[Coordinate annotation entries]

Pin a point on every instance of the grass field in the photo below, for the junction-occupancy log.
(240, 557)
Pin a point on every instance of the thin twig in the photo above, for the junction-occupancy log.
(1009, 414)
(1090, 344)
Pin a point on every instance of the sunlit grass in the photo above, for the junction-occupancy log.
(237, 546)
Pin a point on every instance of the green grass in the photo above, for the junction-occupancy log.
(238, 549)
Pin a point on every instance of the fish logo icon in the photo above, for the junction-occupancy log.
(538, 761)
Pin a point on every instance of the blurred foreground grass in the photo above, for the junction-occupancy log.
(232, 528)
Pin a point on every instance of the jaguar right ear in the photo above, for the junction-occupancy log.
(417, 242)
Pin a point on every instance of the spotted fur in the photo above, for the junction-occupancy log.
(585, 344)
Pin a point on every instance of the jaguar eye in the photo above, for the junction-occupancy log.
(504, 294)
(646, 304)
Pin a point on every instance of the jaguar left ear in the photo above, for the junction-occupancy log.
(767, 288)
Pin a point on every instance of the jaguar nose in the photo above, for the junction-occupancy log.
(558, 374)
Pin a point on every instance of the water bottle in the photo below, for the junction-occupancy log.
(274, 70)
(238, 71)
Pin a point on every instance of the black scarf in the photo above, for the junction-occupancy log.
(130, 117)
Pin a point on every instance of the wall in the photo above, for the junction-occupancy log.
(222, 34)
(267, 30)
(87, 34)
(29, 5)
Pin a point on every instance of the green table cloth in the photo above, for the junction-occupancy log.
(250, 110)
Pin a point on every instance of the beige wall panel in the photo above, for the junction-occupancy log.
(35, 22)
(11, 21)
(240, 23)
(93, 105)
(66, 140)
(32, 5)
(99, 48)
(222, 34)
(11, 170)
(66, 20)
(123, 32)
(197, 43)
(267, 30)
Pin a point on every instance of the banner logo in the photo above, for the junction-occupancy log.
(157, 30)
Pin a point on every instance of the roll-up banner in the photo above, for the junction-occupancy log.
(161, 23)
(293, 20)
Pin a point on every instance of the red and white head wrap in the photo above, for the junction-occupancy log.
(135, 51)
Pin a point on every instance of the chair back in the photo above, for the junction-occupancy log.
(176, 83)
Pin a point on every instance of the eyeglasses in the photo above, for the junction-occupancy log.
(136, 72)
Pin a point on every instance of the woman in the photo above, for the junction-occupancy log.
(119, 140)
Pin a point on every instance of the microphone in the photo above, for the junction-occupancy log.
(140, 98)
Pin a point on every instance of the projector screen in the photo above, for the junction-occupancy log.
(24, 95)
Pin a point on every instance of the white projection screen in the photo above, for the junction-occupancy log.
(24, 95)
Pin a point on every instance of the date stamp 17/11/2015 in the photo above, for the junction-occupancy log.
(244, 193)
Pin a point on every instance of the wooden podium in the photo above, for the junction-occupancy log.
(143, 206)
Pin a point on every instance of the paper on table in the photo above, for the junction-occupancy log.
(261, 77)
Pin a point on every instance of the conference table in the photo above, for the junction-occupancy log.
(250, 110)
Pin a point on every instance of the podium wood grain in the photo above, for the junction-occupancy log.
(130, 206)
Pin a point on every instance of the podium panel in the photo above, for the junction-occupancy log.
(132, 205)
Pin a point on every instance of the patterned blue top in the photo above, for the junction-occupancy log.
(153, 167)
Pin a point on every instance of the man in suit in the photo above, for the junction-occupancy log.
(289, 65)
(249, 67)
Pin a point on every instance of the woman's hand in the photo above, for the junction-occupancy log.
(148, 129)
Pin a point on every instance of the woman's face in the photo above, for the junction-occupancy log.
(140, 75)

JOB - Format the stretch of entries from the very start through the line containing "(1090, 344)" as a numbered list, leaving out any blank lines.

FINAL ANSWER -
1. Pin a point on every instance of the grass field in the photo below, for the junction-occupancy log.
2. (240, 557)
3. Pin a point on every instance of the thin twig in the photo above, for the junction-occupancy log.
4. (1009, 414)
5. (1090, 344)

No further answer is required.